▸ What to produce
In the stove identification thread, what is the stove's upper section for, according to the reply that calls it a Jotul F118 knockoff?

# "no-name" stove identification, etc.



## Willo (Jan 23, 2013)

I bought this stove used awhile back. Found no name on it, would have to look up the number cast into one of the parts, it does have "Korea"  or "made in Korea" on it.
I'm guessing the upper part had a catalytic converter, but the space is empty now, separated from the lower part by a cast iron baffle.
It can take 24" logs with a little room to spare but only has a 4" stovepipe fitting on the back.
I've been curious as to who made it or what it was copied from.
I'm also wondering if this basic configuration has a name.
I'm wondering if anybody still makes them in this style and this large.
My only complaint about it is that it doesn't have a grate & ash pan, so in a cold spell I can't burn it continually. I have to let it burn down to ash & shovel them out.
If I could find one like this with an ash pan I'd like to get one. The wide style stoves won't fit properly in the room.


----------



## begreen (Jan 23, 2013)

It's a Jotul F118 knockoff, probably from Scandia. Never had a catalyst. The upper section is to scavenge heat from the flue gases.


----------



## Willo (Jan 24, 2013)

Thanks for that. I looked up the Jotul and see the resemblance.
I saw mentioned that it doesn't have an ash pan either.
I'm still hoping to learn if this style of stove has a name, for facilitating my word search with an end to seeing if I can find a large stove of this type that I can burn without having to let burn out for scooping out the ashes. 
I have a few space heaters but wood is my primary heat and in a cold spell I like to keep it going.


----------



## tickbitty (Jan 24, 2013)

I see the post was moved since the stove is a Pre-EPA stove, but maybe someone can take the challenge and see if they know of a big stove that takes long logs, and has an ash pan.  And maybe is an EPA Stove?  For one who is not worried about the big glass windows, just the heat! 

The Jotul Black Bear (new version of the Jotul your stove is in imitation of) takes a 24" log!  But it's still kind of a small stove, and I don't know if it has an ashpan.  Bet a search on hearth.com forums would answer those questions quickly though!

▸ Listed records
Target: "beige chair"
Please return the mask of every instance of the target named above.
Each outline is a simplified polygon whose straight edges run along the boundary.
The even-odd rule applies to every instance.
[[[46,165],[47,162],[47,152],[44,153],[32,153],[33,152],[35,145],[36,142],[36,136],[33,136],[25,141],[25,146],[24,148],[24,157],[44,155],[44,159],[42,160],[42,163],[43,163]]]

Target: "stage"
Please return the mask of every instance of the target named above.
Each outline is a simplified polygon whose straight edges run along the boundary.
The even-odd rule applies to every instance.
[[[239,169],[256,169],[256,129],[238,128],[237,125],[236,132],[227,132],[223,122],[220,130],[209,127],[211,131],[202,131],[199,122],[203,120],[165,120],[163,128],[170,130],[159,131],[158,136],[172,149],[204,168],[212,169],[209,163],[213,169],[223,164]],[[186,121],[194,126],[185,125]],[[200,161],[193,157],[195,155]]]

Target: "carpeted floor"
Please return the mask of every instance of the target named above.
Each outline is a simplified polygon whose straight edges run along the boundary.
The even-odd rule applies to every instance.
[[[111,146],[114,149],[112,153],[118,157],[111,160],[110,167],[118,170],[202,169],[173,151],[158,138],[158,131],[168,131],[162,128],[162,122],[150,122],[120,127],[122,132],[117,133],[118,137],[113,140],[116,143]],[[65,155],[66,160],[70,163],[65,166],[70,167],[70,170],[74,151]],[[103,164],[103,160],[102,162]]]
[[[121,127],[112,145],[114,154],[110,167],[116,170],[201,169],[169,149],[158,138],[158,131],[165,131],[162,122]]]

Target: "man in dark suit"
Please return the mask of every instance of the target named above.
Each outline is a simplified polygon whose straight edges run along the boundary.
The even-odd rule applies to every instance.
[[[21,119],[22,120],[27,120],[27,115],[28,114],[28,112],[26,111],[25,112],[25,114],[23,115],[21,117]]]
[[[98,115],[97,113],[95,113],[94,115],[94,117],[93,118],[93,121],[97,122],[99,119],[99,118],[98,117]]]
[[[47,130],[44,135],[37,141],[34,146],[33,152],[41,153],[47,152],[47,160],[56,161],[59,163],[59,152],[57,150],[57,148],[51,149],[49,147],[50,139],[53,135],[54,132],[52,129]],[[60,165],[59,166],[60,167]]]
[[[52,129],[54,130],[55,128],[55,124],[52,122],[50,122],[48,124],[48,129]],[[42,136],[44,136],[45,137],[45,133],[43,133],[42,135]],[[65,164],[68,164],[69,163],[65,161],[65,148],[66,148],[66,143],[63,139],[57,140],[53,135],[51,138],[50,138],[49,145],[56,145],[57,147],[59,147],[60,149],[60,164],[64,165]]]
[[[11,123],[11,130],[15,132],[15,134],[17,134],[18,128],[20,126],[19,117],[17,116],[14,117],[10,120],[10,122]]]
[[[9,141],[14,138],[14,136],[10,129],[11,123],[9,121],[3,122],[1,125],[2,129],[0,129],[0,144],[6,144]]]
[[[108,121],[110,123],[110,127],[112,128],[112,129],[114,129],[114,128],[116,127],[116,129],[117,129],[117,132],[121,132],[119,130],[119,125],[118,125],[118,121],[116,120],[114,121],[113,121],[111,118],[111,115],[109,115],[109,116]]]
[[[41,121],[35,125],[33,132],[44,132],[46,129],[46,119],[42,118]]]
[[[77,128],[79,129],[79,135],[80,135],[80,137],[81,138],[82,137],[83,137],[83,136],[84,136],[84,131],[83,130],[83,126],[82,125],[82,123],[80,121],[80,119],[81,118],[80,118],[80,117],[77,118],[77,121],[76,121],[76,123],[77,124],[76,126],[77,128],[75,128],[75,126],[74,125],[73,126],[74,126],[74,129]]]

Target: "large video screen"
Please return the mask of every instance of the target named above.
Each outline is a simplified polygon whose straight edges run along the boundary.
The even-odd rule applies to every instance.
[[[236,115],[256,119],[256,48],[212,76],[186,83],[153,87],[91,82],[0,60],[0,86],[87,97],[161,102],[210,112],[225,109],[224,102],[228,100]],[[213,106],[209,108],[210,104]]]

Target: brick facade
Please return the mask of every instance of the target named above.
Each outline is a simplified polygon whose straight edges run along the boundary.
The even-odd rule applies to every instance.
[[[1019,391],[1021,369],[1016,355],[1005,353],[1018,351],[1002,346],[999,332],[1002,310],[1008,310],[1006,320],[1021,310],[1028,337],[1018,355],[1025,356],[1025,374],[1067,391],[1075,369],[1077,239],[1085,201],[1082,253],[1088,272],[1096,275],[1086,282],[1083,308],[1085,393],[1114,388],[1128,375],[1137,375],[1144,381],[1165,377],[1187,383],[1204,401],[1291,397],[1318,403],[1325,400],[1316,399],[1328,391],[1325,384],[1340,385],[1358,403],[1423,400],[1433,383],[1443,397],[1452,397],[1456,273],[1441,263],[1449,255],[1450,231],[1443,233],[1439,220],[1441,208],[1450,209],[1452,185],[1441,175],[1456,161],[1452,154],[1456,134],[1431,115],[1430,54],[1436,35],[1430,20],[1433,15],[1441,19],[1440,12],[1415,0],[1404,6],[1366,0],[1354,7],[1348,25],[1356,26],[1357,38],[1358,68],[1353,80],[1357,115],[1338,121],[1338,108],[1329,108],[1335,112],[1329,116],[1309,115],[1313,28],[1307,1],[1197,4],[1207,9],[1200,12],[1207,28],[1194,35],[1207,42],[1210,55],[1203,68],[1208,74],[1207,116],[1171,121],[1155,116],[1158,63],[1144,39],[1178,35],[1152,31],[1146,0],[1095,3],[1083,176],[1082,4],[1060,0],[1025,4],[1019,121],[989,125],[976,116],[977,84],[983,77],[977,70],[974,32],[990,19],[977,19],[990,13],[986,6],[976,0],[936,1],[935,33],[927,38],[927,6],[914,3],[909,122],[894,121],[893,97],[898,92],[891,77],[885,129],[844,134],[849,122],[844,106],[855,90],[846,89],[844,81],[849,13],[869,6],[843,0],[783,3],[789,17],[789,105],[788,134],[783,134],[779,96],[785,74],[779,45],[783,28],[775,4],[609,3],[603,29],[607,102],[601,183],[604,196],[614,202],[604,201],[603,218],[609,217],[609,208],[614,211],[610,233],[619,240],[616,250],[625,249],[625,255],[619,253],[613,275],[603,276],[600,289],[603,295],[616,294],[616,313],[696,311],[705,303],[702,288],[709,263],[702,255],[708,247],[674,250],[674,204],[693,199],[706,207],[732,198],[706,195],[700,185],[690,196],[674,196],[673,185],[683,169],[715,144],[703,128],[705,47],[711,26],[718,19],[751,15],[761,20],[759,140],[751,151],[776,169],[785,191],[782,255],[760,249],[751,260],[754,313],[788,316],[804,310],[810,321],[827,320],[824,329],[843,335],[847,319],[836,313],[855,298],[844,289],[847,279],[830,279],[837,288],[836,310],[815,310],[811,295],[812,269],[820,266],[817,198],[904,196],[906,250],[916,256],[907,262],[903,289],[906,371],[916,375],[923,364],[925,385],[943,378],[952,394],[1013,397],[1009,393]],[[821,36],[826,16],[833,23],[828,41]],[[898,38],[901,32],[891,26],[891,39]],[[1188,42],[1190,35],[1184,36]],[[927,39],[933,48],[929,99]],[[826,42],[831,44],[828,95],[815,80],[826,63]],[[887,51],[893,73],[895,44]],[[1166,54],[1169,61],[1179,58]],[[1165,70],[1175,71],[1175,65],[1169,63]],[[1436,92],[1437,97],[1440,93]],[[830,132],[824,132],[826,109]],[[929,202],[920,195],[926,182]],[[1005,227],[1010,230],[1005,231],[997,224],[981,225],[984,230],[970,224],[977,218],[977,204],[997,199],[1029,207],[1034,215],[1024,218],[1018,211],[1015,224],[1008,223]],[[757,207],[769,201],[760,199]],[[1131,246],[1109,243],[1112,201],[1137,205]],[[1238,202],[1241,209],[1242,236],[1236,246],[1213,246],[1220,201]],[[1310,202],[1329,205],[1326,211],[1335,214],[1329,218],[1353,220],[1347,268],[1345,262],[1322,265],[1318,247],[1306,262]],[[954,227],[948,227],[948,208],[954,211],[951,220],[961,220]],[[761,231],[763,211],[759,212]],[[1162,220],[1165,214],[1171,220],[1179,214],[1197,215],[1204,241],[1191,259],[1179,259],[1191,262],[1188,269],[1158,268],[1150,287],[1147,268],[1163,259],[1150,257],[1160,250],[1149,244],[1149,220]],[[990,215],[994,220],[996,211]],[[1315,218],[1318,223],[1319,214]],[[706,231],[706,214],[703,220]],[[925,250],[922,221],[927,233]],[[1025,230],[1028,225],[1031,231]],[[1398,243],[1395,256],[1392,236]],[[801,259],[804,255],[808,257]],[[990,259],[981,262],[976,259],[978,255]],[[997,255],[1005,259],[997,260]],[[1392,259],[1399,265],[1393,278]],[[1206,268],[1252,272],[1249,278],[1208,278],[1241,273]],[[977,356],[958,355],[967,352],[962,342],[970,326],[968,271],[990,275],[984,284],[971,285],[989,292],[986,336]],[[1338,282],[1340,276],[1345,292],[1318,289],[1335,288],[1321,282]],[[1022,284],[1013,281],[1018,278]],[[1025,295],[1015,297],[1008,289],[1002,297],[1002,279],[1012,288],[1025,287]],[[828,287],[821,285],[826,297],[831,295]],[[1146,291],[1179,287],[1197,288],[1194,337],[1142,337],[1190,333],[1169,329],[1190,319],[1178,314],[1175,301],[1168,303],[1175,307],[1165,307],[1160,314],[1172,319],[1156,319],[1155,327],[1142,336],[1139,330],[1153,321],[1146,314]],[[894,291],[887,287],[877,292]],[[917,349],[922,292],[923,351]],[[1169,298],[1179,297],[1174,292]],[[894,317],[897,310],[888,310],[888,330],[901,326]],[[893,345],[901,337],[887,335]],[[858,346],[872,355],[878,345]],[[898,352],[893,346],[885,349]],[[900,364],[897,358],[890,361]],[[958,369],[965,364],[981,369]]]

▸ Task solution
It scavenges heat from the flue gases.